Write out the data below exactly as given, without any of its pictures.

----- MATERIAL FOR THIS EXERCISE

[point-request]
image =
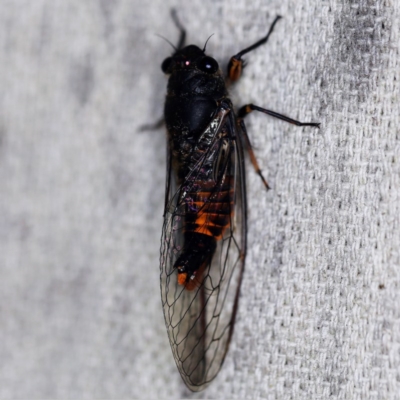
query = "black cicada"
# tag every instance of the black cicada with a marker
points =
(203, 244)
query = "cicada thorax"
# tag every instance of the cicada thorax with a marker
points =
(206, 198)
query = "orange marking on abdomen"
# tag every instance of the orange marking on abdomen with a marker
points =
(213, 210)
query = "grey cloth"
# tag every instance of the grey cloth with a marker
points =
(82, 193)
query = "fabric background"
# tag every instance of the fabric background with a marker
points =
(82, 193)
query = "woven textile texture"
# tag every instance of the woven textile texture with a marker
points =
(82, 194)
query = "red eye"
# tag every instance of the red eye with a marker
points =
(207, 64)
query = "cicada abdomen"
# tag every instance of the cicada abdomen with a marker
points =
(203, 243)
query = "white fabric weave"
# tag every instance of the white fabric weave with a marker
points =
(82, 193)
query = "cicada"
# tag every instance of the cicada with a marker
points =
(203, 244)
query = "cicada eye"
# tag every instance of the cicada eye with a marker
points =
(166, 65)
(207, 64)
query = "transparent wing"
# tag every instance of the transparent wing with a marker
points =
(200, 321)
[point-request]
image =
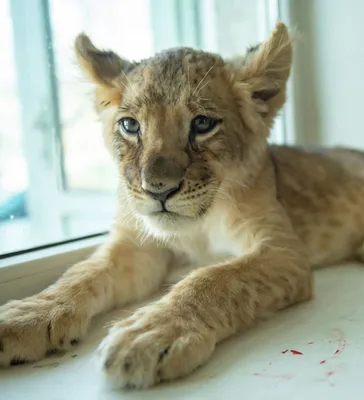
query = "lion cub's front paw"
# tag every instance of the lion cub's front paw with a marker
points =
(154, 344)
(34, 327)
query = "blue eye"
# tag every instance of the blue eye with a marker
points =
(202, 124)
(129, 125)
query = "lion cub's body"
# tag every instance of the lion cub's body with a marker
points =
(322, 191)
(199, 187)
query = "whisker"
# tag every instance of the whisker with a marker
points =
(202, 80)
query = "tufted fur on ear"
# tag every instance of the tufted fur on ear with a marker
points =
(105, 69)
(260, 76)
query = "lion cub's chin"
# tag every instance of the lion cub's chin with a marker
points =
(166, 224)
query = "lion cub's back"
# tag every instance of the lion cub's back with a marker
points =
(323, 193)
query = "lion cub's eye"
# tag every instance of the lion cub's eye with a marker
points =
(202, 124)
(129, 125)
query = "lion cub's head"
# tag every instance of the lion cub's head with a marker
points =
(185, 123)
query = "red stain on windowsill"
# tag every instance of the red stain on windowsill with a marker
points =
(296, 353)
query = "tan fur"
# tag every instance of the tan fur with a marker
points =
(250, 219)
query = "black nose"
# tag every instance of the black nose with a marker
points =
(164, 195)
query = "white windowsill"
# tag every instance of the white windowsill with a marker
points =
(250, 366)
(26, 274)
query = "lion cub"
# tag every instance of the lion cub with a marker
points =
(199, 186)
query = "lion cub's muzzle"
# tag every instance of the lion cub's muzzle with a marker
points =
(162, 178)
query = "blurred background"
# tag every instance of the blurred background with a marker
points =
(56, 180)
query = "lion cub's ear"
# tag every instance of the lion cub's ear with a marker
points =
(264, 71)
(104, 68)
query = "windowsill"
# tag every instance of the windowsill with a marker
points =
(26, 274)
(253, 365)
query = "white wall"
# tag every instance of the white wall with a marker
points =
(329, 71)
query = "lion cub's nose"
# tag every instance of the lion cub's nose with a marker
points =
(162, 177)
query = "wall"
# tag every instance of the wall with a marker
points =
(328, 80)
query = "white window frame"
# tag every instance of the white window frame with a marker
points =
(25, 274)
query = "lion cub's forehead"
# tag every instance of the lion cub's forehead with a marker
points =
(172, 76)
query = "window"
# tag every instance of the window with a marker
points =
(56, 180)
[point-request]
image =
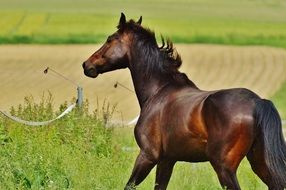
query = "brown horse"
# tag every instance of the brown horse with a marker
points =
(180, 122)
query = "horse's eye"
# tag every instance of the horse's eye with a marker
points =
(109, 39)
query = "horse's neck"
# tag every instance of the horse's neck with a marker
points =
(145, 87)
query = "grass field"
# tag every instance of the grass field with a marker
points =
(211, 67)
(86, 21)
(78, 152)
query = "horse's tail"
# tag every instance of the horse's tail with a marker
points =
(268, 120)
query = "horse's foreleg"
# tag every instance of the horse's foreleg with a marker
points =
(163, 174)
(142, 168)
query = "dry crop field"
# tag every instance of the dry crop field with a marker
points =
(261, 69)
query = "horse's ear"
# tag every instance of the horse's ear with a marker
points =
(122, 20)
(140, 20)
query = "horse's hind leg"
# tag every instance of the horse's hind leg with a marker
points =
(226, 153)
(142, 168)
(258, 164)
(163, 174)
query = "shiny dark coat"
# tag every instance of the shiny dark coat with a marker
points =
(180, 122)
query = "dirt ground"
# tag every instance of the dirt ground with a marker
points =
(261, 69)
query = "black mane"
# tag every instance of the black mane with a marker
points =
(157, 60)
(166, 57)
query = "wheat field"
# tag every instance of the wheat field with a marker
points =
(261, 69)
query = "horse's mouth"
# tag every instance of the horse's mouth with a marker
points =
(91, 72)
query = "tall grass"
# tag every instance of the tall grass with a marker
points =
(81, 152)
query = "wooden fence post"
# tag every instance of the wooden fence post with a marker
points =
(79, 101)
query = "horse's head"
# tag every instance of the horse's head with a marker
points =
(114, 54)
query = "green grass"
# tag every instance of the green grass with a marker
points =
(79, 152)
(87, 21)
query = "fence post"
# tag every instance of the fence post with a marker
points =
(79, 101)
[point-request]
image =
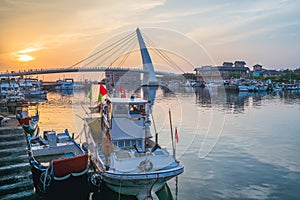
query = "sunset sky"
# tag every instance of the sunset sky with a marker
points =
(48, 34)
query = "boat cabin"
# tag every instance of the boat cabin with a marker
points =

----------

◆ RESPONSE TO THIS TASK ◆
[point-request]
image =
query = "black cicada"
# tag every instance of the black cicada with a marker
points =
(203, 244)
query = "cicada thorax"
# tag every instance of the cicada thorax with a marker
points =
(206, 198)
query = "orange marking on abdomen"
# tag every instance of the orange marking on abdomen with a marker
points =
(213, 210)
query = "grey cloth"
# tag every instance of the grey cloth with a marker
points =
(82, 193)
query = "fabric background"
# tag every instance of the fabric background with a marker
points =
(82, 193)
query = "woven textile texture"
# tag every instance of the woven textile texture with a marker
points =
(82, 194)
query = "red eye"
# tag every instance of the red eye with a marker
points =
(207, 64)
query = "cicada abdomen"
# tag every instance of the cicada abdomen with a marker
points =
(203, 243)
query = "white fabric weave"
# tag every instance of the white fabric weave with a marker
points =
(82, 193)
query = "cicada"
# tag every instance of the cicada with a marker
points =
(203, 244)
query = "cicada eye"
# tag every instance of the cicada eye with a marker
points =
(166, 65)
(207, 64)
query = "transparent wing"
# tag every instance of the transparent wing with a marker
points =
(200, 321)
[point-request]
image =
query = "lion cub's front paw"
# tag every instance of the lion cub's front paw with a marker
points =
(154, 344)
(34, 327)
query = "blue eye"
# tag every instance of the blue eye with a marker
points =
(202, 124)
(129, 125)
query = "lion cub's body"
# tag every instance of the lion cub's body with a marker
points =
(322, 191)
(199, 187)
query = "whisker"
# tag every instance of the whisker with a marker
points =
(202, 80)
query = "tufted fur on ear"
# tag every instance of the tufted fur on ear with a marker
points =
(105, 69)
(260, 76)
query = "lion cub's chin"
# tag every instance of the lion cub's chin with a marker
points =
(166, 224)
query = "lion cub's back"
# tag every instance of the lion cub's back with a marker
points =
(323, 193)
query = "lion cub's eye"
# tag every instance of the lion cub's eye with a marker
points =
(202, 124)
(129, 125)
query = "lion cub's head"
# tag every instance of the lion cub's head with a marker
points =
(185, 123)
query = "red stain on windowsill"
# tag every instance of the red stain on windowsill with a marker
points =
(296, 353)
query = "tan fur"
# tag every instance of the tan fur with a marker
points =
(250, 219)
query = "black nose"
# tag every instance of the black nose with a marker
points =
(164, 195)
query = "white windowsill"
# tag every instance of the white windowsill with a marker
points =
(250, 366)
(26, 274)
query = "lion cub"
# tag every instance of the lion cub with a marker
points =
(199, 186)
query = "lion cub's muzzle"
# tag every instance of the lion cub's muzzle with a marker
points =
(162, 178)
query = "blurred background"
# tag every instance of the blurred background with a marker
points =
(56, 180)
query = "lion cub's ear"
# tag every instance of the lion cub's ear with a marker
points =
(264, 71)
(104, 68)
query = "windowsill"
# tag every instance of the windowsill with a marker
points =
(26, 274)
(253, 365)
query = "white wall"
# tag every instance of the white wall with a marker
points =
(329, 71)
query = "lion cub's nose"
# tag every instance of the lion cub's nose with a marker
points =
(162, 177)
query = "wall"
# tag every instance of the wall with a marker
points =
(328, 80)
query = "white window frame"
# tag every instance of the white window frame with a marker
points =
(25, 274)
query = "lion cub's forehead"
# tag every instance of the lion cub's forehead with a marker
points =
(172, 76)
query = "window"
# tag every instance of the window with a marker
points =
(56, 180)
[point-request]
image =
query = "brown horse"
# tag every instance of the brown horse with a marker
points =
(180, 122)
query = "horse's eye"
# tag every instance of the horse's eye with a marker
points =
(109, 39)
query = "horse's neck"
# tag every instance of the horse's neck with a marker
points =
(145, 87)
query = "grass field"
# tag every instance of the grass field with a marker
points =
(211, 67)
(86, 21)
(78, 152)
query = "horse's tail"
# tag every instance of the horse's tail with a marker
points =
(268, 120)
query = "horse's foreleg"
# tag every instance of the horse's foreleg with a marker
points =
(163, 174)
(142, 168)
query = "dry crop field"
# tag every instance of the dry crop field with a marker
points =
(261, 69)
query = "horse's ear"
# tag every instance of the horse's ear with a marker
points =
(122, 20)
(140, 20)
query = "horse's hind leg"
# tag every instance of the horse's hind leg with a marker
points =
(226, 153)
(142, 168)
(258, 164)
(163, 174)
query = "shiny dark coat"
# tag every instance of the shiny dark coat with a marker
points =
(180, 122)
query = "dirt ground"
# tag every instance of the dirt ground with a marker
points =
(261, 69)
query = "black mane"
# tag every instance of the black mane with a marker
points =
(157, 60)
(166, 57)
query = "wheat field"
# tag every instance of the wheat field with a marker
points =
(261, 69)
query = "horse's mouth"
# tag every instance of the horse's mouth with a marker
points =
(91, 72)
query = "tall grass"
# tag every instance of the tall grass with a marker
points =
(81, 152)
query = "wooden fence post"
# tag every instance of the wooden fence post with a marker
points =
(79, 101)
query = "horse's head"
# tag every instance of the horse's head with a marker
points =
(114, 54)
query = "green grass"
# tag every instance of the green grass with a marker
points =
(79, 152)
(87, 21)
query = "fence post"
# tag every instance of the fence post with a marker
points =
(79, 101)
[point-request]
image =
query = "sunset sky"
# tag every instance of the sunset sky with a marker
points =
(48, 34)
query = "boat cabin"
# tag every instance of the boat cabin with a marker
points =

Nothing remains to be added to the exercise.